==== Extract ====

Given a skeletonised image, it will give the coordinates of the intersections of the skeleton.

Parameters:

skeleton (np.ndarray) – Binary image of the skeleton

Returns:

intersections – List of 2-tuples (x,y) containing the intersection coordinates

Return type:

list

mzbsuite.skeletons.mzb_skeletons_helpers.neighbours(x, y, image)[source]

Return 8-neighbours of image point P1(x,y), in a clockwise order

Parameters:
  • x (int) – x-coordinate of the point

  • y (int) – y-coordinate of the point

  • image (numpy.ndarray) – The image to find the neighbours of

Returns:

_ – List of 8-neighbours of the point in the image

Return type:

list

mzbsuite.skeletons.mzb_skeletons_helpers.paint_image(image: ndarray, mask: array, color: List[float]) ndarray[source]

Given an input image, a binary mask indicating where to paint, and a color to use, returns a new image where the pixels within the mask are colored with the specified color.

====

- Set of tasks -
1) Answer these questions from the mzbsuite skeleton helpers documentation:
(a) What does the intersection-finding function return, and in what form are the coordinates given?
(b) In what order does `neighbours` return the 8-neighbours of a point?
(c) Which three inputs does `paint_image` take?
2) Extend the mzbsuite skeleton helpers documentation past its last sentence, following the existing layout for the `paint_image` entry.

==== Source excerpt ====

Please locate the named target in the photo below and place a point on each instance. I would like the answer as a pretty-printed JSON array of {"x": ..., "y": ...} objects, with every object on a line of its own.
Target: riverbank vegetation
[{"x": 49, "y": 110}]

====

- Expected answers -
1)
(a) It returns a list of 2-tuples (x,y) that hold the intersection coordinates.
(b) In clockwise order.
(c) An input image, a binary mask showing where to paint, and a color to use.

2)
Parameters:
  • (np.ndarray) (image) –

  • (np.array) (mask) –

  • (List[float]) (color) –

Returns:

rgb_fi (np.ndarray)

Return type:

New image with painted-in mask.

mzbsuite.skeletons.mzb_skeletons_helpers.paint_image_tensor(image: Tensor, masks: Tensor, color: List[float]) Tensor[source]

Given an input image, a binary mask indicating where to paint, and a color to use, returns a new image where the pixels within the mask are colored with the specified color.

Parameters:
  • image (torch.Tensor) – Input image to paint.

  • mask (torch.Tensor) – Binary mask indicating where to paint.

  • color (List[float]) – List of 3 floats representing the RGB color to use.

Returns:

rgb_body – New image with painted pixels.

Return type:

torch.Tensor

mzbsuite.skeletons.mzb_skeletons_helpers.segment_skel(skeleton, inter, conn=1)[source]

Custom function to segment a skeletonised image into individual branches. Each branch gets a unique ID.

Parameters:
  • skeleton (numpy.ndarray) – The skeletonised image to segment

  • inter (list) – List of 2-tuples (x,y) containing the intersection coordinates, as returned by the function find_intersections

  • conn (int) – Connectivity of the skeleton. 1 for 4-connectivity, 2 for 8-connectivity

Returns:

  • skel_labels (numpy.ndarray) – The labelled skeleton image

  • edge_attributes (dict) – Dictionary containing the attributes of each edge (branch) (for now, its size in pixels)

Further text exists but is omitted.